The driving forces for the creation of each major dynamic language centered on making tasks easier for people, with raw computer performance a secondary concern. As the language implementations have matured, they have enabled programmers to build very efficient software, but that was never their primary focus. Getting the job done fast is typically prioritized above getting the job done so that it runs faster. This approach makes sense when one considers that many programs are run only periodically, and take effectively no time to execute, but can take days, weeks, or months to write. When considering networked applications, where network latency or database accesses tend to be the bottlenecks, the folly of hyper-optimizing the execution time of the wrong parts of the program is even clearer. A notable consequence of this difference in priority is seen in the different types of competition among languages. While system languages compete like CPU manufacturers on performance measured by numeric benchmarks such as LINPACK, dynamic languages compete, less formally, on productivity arguments and, through an indirect measure of productivity, on how “fun” a language is. It is apparently widely believed that fun languages correspond to more productive programmers—a hypothesis that would be interesting to test.
------------------------
* _YOUR TASKS_:
[1] In the passage on dynamic languages, what tends to be the bottleneck in networked applications?
[2] Carry the passage on dynamic languages forward from its final sentence.

Dataset rows on where objects appear
------------------------
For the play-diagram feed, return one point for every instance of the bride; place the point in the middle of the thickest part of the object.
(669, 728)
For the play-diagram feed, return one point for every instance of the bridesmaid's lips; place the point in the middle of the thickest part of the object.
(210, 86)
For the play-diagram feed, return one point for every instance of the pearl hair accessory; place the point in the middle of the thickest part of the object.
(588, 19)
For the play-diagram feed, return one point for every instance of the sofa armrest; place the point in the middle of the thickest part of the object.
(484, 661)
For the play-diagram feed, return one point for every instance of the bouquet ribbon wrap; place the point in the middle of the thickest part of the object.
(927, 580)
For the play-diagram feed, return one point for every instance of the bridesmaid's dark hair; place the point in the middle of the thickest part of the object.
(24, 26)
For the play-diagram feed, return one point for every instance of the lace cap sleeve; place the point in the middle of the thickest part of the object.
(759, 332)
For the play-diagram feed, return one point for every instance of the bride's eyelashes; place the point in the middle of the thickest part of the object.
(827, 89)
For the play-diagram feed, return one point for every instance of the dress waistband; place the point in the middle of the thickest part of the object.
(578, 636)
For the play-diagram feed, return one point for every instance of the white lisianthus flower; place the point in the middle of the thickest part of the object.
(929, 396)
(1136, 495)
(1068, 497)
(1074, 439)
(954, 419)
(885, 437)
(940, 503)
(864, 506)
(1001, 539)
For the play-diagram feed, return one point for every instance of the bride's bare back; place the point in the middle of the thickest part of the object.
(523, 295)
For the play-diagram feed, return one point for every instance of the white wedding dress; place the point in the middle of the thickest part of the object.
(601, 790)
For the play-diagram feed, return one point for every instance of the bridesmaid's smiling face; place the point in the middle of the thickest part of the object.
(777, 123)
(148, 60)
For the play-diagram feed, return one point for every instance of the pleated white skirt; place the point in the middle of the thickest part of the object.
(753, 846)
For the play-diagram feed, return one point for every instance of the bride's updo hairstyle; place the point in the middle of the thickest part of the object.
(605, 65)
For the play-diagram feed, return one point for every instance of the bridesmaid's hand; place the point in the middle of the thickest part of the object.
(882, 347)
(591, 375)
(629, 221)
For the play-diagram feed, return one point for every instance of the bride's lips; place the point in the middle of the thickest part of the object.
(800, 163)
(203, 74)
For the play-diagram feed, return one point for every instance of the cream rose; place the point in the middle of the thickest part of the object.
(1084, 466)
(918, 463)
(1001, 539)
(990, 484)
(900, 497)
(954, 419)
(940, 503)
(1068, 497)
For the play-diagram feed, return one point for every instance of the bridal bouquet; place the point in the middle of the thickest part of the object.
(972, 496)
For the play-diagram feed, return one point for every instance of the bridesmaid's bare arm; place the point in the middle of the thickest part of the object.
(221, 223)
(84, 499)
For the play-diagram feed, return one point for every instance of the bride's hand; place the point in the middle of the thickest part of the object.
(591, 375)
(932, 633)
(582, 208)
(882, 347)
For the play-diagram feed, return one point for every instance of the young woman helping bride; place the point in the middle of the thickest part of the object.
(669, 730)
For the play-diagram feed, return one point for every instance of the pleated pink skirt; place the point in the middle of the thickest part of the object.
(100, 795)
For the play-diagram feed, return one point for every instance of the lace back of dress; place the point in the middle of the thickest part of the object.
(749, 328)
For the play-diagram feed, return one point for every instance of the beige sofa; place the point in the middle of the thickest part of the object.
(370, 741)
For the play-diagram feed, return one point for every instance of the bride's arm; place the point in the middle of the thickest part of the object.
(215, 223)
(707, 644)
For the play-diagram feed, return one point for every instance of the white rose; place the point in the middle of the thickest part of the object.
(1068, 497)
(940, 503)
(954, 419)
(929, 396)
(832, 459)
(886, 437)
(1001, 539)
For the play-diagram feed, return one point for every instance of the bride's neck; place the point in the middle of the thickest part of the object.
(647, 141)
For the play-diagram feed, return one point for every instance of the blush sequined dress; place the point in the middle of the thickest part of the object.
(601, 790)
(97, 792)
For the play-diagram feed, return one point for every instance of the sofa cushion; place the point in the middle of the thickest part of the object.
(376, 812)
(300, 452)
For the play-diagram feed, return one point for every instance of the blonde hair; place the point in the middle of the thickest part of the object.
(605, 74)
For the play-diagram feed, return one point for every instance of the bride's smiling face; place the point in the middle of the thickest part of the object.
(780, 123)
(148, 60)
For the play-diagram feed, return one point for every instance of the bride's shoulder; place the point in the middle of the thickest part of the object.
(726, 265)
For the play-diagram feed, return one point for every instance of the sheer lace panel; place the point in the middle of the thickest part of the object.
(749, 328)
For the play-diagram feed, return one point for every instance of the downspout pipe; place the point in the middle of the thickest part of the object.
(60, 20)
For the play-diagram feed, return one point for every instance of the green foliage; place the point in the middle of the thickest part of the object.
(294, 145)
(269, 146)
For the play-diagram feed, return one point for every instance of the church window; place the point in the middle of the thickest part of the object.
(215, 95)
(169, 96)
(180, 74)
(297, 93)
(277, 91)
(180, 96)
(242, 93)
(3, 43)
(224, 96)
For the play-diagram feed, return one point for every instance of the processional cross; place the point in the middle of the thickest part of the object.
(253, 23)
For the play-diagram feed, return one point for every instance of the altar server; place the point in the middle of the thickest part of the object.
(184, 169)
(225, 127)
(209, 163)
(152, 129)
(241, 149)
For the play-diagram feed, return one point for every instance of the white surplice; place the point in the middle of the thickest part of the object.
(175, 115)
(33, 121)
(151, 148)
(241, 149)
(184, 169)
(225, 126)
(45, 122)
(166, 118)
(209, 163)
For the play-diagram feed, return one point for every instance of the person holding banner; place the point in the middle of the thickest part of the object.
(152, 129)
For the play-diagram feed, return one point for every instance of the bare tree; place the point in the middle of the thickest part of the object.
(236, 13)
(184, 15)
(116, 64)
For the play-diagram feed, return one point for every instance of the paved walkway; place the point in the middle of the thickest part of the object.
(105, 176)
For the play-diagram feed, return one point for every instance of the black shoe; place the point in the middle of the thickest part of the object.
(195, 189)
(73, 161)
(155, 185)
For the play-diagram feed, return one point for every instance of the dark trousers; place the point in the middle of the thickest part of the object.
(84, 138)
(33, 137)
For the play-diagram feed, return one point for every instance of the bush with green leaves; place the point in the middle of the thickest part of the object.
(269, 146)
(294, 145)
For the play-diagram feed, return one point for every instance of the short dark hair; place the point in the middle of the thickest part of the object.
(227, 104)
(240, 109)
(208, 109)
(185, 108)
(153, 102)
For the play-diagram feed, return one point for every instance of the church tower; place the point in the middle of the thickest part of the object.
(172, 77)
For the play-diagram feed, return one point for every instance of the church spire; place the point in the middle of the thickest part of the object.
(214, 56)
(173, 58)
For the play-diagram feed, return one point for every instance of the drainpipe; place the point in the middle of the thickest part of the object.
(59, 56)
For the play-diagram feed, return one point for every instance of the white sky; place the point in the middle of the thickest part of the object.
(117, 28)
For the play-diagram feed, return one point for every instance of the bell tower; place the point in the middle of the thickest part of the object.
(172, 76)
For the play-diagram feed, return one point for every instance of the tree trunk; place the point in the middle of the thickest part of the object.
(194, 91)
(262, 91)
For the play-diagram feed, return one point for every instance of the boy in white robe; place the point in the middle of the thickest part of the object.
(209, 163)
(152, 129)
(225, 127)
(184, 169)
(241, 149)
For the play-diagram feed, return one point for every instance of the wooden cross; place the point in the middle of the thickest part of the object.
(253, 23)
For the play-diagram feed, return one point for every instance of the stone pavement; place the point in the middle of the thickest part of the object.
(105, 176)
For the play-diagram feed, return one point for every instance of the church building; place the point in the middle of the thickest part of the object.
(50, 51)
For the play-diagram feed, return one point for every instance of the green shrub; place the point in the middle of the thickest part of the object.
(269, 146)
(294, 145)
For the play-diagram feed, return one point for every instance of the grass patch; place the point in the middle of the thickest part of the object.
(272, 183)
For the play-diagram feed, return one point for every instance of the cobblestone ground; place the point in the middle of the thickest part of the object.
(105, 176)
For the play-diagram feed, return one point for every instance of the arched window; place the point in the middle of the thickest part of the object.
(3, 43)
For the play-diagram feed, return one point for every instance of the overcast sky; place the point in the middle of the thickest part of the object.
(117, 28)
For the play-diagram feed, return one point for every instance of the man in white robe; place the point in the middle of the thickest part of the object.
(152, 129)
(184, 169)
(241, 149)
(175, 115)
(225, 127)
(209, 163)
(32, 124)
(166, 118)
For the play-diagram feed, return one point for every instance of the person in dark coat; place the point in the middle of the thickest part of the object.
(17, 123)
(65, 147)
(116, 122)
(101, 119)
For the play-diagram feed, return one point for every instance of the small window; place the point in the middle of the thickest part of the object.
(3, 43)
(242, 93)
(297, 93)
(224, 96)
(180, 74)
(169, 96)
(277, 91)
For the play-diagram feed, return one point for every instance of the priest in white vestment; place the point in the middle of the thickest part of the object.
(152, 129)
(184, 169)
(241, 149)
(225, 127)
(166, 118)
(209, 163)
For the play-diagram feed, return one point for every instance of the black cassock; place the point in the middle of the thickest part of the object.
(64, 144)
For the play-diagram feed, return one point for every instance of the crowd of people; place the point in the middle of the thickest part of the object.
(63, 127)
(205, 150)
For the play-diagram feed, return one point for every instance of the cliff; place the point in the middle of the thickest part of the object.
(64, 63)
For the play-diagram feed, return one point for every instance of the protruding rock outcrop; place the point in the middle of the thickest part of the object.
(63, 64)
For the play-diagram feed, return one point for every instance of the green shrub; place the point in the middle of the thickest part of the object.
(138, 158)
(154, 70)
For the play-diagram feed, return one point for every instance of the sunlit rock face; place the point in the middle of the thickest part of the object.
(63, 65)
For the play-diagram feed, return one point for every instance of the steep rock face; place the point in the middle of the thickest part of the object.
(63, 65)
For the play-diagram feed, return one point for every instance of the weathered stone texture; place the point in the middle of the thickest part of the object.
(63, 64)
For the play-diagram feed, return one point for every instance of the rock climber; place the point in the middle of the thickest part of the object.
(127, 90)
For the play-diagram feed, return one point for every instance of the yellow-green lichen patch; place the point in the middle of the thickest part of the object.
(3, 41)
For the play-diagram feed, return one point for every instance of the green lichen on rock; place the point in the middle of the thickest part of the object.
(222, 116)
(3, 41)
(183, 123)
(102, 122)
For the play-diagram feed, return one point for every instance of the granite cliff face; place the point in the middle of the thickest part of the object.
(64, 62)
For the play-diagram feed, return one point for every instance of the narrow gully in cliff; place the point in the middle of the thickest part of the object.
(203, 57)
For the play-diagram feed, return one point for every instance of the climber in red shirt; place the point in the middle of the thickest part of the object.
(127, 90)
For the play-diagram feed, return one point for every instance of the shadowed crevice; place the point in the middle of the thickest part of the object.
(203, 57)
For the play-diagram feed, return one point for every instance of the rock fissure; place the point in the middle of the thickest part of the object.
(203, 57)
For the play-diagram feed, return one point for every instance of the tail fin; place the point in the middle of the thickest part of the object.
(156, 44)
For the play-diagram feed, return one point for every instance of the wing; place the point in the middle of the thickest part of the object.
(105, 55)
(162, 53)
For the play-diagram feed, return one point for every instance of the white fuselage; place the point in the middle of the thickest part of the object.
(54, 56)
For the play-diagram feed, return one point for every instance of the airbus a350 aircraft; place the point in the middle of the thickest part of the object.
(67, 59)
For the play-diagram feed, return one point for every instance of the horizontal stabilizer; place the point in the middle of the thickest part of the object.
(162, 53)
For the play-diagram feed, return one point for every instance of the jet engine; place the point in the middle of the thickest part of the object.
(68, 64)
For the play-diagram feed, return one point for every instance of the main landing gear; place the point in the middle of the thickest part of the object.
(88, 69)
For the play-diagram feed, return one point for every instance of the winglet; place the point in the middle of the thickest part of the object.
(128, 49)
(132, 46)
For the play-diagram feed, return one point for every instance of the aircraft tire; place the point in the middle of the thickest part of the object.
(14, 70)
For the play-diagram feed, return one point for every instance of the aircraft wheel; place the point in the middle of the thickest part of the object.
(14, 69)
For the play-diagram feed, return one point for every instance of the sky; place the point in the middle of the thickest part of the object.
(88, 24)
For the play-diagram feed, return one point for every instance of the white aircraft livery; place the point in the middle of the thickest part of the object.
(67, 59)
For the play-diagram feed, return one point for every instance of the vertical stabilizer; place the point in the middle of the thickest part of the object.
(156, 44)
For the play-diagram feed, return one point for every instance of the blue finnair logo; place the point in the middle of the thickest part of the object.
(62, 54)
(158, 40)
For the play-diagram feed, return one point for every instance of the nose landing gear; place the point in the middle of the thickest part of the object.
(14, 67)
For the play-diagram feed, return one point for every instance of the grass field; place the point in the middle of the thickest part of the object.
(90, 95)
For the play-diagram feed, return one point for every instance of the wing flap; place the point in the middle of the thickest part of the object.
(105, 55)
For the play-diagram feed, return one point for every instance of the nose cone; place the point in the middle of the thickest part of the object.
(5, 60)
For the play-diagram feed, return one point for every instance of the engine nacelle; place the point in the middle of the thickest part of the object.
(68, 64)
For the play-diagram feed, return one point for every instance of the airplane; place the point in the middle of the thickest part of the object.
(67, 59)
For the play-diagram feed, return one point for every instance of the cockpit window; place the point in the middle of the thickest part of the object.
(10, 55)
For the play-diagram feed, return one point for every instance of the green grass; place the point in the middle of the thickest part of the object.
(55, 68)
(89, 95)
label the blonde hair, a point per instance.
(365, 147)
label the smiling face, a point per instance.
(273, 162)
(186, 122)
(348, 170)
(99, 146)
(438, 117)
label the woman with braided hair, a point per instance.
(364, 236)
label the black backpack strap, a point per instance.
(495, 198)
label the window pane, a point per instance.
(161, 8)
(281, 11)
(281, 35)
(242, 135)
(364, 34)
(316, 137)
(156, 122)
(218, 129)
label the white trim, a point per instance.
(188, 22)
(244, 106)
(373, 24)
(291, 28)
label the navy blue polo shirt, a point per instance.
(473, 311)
------------------------
* _RESPONSES TO THE EXERCISE_:
[1] Network latency or database accesses.

[2]
Robustness

Many proponents of the system-programming approach say dynamic typing introduces more bugs in programs because there is no type checking at compile time. From this point of view, it is always good to detect programming errors as soon as possible. This is certainly true, but as we discuss in a moment, static typing introduces some drawbacks, and programs written in dynamically typed languages could be as solid as programs written in purely statically typed environments. This way of thinking leads to the theory that dynamically typed languages are good for building prototypes quickly, but they are not robust enough for industrial-strength systems.

On the other side stand proponents of dynamic typing. From that point of view, type errors are just one source of bugs in an application, and programs free of type-error problems are not guaranteed to be free of bugs. Their attitude is static typing leads to code much longer and much harder to maintain. Also, static typing requires the developer to spend more of his time and energy working around the limitations of that kind of typing.

Another implication we can glean from this is the importance of testing. Because a successful compilation does not guarantee your program will behave correctly, appropriate testing must be done in both environments. Or as best-selling Java author Bruce Eckel wrote in his book Thinking in Java (Prentice Hall):

If it’s not tested, it’s broken.

Because dynamic typing allows you to implement functionality faster, more time remains for testing. Those fine-grained tests could include testing program behavior for type misuse.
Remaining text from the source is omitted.